:: WORK TO BE COMPLETED ::
Select every line of the records that contains the word "blue" and copy each of those lines.

:: RECORDS PROVIDED ::
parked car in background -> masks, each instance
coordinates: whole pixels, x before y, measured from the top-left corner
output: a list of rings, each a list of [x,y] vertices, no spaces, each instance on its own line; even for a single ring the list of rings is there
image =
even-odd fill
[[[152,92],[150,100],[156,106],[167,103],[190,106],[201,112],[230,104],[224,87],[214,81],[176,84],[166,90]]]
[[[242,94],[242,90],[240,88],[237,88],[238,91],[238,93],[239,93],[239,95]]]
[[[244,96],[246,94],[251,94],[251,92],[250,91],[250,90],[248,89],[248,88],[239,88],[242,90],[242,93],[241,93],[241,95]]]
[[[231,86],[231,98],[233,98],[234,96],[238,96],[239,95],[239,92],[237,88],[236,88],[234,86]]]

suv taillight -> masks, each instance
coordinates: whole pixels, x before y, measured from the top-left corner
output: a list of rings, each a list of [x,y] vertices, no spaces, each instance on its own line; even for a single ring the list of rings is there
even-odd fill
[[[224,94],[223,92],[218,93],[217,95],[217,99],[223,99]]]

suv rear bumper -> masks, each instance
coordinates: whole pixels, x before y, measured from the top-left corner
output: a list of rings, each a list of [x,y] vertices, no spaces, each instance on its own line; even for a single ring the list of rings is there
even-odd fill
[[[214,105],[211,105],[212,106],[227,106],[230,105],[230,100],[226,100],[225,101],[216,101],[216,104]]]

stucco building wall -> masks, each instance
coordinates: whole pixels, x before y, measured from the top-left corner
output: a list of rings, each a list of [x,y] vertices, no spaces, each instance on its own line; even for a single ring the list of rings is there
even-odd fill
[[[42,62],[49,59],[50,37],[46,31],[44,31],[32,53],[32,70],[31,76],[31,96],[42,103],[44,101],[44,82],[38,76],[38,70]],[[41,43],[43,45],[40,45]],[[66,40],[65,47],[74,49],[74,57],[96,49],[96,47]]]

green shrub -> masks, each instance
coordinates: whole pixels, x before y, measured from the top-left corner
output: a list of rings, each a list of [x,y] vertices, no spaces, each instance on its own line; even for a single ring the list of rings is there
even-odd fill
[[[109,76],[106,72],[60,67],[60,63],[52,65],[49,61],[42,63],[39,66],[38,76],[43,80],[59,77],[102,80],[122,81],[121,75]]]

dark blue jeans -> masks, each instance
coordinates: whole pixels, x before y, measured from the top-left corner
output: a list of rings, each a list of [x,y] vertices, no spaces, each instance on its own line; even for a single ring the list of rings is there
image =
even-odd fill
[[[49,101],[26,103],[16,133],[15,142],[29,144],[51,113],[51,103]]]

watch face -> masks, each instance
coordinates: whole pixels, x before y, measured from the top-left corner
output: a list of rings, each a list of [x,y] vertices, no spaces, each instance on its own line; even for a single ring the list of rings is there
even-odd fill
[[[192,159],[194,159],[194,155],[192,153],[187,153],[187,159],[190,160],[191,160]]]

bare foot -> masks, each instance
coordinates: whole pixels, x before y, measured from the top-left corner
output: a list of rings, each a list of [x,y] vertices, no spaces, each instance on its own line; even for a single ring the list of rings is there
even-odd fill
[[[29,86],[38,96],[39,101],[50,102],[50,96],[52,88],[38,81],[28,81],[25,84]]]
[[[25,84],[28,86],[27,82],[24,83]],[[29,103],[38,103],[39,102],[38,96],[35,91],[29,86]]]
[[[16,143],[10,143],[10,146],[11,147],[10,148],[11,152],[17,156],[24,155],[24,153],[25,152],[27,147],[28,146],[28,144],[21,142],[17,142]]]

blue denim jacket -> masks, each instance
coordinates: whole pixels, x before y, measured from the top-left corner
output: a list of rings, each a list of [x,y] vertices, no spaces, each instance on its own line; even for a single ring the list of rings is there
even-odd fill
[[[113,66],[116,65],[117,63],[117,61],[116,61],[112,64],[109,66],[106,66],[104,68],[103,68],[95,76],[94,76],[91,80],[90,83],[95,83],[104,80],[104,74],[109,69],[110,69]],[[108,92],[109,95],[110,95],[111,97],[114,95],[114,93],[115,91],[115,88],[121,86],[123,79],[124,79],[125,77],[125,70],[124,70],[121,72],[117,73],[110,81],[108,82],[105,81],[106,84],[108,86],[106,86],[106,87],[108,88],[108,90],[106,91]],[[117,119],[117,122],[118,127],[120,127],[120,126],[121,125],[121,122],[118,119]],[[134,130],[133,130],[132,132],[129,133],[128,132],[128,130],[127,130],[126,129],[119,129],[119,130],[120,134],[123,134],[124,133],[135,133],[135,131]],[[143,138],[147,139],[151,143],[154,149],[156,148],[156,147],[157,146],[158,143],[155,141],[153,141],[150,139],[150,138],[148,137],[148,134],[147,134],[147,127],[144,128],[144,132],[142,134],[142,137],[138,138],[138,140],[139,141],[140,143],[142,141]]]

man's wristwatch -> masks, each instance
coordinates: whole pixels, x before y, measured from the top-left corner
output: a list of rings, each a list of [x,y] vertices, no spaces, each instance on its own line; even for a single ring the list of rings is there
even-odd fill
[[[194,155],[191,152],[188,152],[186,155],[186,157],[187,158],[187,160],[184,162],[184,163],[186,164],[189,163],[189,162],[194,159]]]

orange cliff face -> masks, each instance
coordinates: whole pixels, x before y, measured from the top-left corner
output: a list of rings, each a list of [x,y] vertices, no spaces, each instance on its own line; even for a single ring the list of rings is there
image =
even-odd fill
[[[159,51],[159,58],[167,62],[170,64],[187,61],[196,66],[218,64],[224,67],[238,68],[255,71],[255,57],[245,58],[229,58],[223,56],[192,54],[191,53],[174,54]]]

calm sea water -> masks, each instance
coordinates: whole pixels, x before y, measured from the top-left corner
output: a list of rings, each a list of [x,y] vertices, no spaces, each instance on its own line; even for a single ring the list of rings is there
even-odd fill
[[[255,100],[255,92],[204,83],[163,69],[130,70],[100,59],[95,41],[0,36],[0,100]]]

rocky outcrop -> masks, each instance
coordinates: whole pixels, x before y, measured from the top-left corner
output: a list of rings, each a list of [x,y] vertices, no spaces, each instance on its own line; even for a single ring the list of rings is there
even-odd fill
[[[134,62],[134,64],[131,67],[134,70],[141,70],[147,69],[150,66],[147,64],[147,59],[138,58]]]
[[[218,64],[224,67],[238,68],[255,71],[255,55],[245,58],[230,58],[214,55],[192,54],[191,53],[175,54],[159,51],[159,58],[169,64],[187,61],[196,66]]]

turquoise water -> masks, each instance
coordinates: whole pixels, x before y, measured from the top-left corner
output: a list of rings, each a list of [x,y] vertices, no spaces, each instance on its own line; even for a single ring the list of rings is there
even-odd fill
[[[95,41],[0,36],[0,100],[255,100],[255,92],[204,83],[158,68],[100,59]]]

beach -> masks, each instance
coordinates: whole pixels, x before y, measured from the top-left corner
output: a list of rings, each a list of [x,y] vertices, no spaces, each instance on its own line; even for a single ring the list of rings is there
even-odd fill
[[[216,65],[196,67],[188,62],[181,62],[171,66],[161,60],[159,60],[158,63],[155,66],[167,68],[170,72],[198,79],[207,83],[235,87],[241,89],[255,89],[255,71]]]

:: TASK OUTPUT ::
dark blue jeans -> masks, each instance
blue denim jacket -> masks, each instance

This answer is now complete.